CHALLENGE A:
In the records, starting at the line containing "Provide one point per instance of the front tire" and ending at the line containing "x=579 y=357", substitute "Answer" for each "Reply". Return only those lines, with nothing else altered.
## start PROVIDED TEXT
Remove coma separated string from another coma separated string in oracle - oracle

Column1 =A,B,C,D,E,F
Column2 =C,D,A,F,C,B (It can have duplicates)
I need to remove column2 values from column1 and get the missing value.
Desired output
(Column1)-(Column2) = E

Split columns' contents into rows, use MINUS set operator. Sample data in lines #1 - 3; query begins at line #4.
SQL> with test (col1, col2) as
2 (select 'A,B,C,D,E,F', 'C,D,A,F,C,B' from dual
3 )
## end PROVIDED TEXT
CHALLENGE B:
Output the passage of the Oracle string question verbatim, starting at "Column1 =A,B,C,D,E,F" and ending at "at line #4.".
## start SUPPLIED MATERIAL
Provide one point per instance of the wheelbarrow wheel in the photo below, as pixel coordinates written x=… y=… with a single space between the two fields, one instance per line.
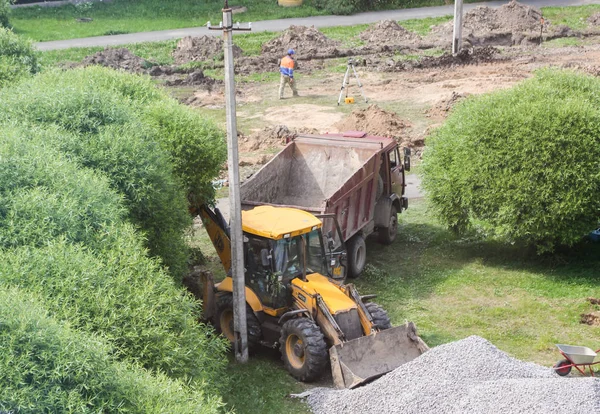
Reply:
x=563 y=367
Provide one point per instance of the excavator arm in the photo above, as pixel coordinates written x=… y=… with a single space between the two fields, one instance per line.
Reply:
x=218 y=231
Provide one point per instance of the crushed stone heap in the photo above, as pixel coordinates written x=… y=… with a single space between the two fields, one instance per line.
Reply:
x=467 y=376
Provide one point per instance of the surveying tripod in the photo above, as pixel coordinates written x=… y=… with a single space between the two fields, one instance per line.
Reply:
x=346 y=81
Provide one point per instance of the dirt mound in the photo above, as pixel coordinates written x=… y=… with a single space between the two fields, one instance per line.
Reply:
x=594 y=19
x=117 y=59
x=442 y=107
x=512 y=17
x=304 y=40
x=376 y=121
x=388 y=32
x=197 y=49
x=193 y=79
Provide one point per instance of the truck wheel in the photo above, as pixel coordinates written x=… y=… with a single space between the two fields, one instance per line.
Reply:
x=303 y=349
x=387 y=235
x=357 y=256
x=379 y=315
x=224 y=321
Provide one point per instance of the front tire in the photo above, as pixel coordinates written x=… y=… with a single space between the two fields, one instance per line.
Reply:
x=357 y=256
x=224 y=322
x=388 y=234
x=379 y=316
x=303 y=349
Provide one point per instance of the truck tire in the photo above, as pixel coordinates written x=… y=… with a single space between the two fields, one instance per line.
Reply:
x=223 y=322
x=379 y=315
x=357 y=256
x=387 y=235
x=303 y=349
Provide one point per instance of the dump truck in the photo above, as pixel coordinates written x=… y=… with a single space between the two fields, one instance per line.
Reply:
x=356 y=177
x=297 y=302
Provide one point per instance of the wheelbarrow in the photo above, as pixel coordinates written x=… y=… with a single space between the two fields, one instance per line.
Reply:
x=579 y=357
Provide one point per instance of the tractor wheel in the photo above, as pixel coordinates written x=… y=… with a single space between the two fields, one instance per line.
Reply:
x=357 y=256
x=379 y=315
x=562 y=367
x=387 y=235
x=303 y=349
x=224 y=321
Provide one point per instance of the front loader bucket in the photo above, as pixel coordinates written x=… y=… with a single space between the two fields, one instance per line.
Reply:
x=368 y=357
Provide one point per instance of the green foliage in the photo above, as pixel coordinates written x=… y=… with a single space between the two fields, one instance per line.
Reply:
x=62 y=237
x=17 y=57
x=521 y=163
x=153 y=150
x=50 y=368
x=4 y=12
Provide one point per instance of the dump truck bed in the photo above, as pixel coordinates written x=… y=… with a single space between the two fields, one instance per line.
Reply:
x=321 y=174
## end SUPPLIED MATERIAL
EXPECTED ANSWER A:
Provide one point per instance of the front tire in the photo above, as pixel coordinates written x=… y=… with a single space between the two fields, one instance per line.
Answer:
x=357 y=256
x=224 y=322
x=388 y=234
x=379 y=316
x=303 y=349
Provide one point per instance of the truck tire in the photo above, as pixel coordinates written x=… y=… with a single space between the two fields, one instance per line.
Answer:
x=223 y=322
x=379 y=315
x=357 y=256
x=387 y=235
x=303 y=349
Provide one point per instance of the dump truck in the photo above, as pixel coordinates written x=… y=… with a single space between the two fields, one instance per line.
Answer:
x=356 y=177
x=297 y=302
Provide one point per instance of the wheelbarrow in the photo above, as pixel coordinates written x=… y=… with a single space between the two fields, one instance per line.
Answer:
x=579 y=357

EXPECTED ANSWER B:
Column1 =A,B,C,D,E,F
Column2 =C,D,A,F,C,B (It can have duplicates)
I need to remove column2 values from column1 and get the missing value.
Desired output
(Column1)-(Column2) = E

Split columns' contents into rows, use MINUS set operator. Sample data in lines #1 - 3; query begins at line #4.